Information supplied section start
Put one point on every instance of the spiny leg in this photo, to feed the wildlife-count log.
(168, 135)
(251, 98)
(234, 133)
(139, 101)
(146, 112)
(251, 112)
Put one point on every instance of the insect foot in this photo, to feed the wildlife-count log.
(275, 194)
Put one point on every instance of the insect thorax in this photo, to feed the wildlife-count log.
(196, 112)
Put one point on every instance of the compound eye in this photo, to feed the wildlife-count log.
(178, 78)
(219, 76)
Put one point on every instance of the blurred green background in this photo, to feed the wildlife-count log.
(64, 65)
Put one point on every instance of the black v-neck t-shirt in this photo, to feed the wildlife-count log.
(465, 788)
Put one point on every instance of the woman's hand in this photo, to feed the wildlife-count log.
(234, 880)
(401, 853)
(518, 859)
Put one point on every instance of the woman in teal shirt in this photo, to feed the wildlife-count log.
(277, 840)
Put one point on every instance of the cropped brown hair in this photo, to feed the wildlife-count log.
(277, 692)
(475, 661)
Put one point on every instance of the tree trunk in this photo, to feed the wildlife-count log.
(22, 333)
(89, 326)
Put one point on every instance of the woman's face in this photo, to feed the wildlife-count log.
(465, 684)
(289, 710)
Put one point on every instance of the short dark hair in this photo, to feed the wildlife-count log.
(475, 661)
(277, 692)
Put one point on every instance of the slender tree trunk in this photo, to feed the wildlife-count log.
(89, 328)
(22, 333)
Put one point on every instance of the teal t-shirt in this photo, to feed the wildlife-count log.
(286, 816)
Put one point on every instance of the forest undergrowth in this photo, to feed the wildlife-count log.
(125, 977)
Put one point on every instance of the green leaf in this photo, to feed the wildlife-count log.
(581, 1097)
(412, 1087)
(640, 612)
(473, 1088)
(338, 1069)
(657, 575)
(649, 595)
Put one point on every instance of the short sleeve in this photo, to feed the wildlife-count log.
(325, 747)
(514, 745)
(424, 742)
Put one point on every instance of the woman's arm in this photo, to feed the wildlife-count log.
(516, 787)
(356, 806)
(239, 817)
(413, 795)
Information supplied section end
Task prompt:
Retype exactly the lines from the one containing "Put one point on every instance of the woman in" through the end of the data. Add nothing.

Result of the task:
Put one point on every instance of the woman in teal shirt in this photo, to feed the wildlife-count log.
(277, 840)
Put one point on every instance of the cropped brown hair in this photo, to feed the wildlife-count log.
(277, 692)
(475, 661)
Put one point on every instance of the tree trunk in this photo, to feed the wildlife-count log.
(22, 333)
(89, 326)
Put one point on every instance of the woman's face in this photo, to feed the wildlife-count log.
(465, 684)
(289, 710)
Put one point on every instance of the short dark hair in this photo, to feed the wildlife-count log.
(475, 661)
(277, 692)
Put one point on every instance of the slender tree trunk in this photo, to feed the wildlife-count log.
(89, 328)
(22, 333)
Put one point on every instance of the teal t-shirt in this photo, to feed the wildlife-count log.
(286, 816)
Put one point on every instance of the forest undergrowth in this photo, to feed the wildlife-count log.
(125, 977)
Put one point on every instance of the green leaf in this photo, to feed the wildlife-count log.
(581, 1097)
(412, 1087)
(640, 612)
(473, 1088)
(338, 1069)
(657, 575)
(649, 595)
Put one point on every instance of the short sleeve in this photo, to feed the wildlife-count log.
(325, 747)
(514, 745)
(424, 742)
Put one point on every instance of the woman's arm in this photo, to feed the wildlife-count log.
(516, 787)
(356, 806)
(239, 817)
(413, 795)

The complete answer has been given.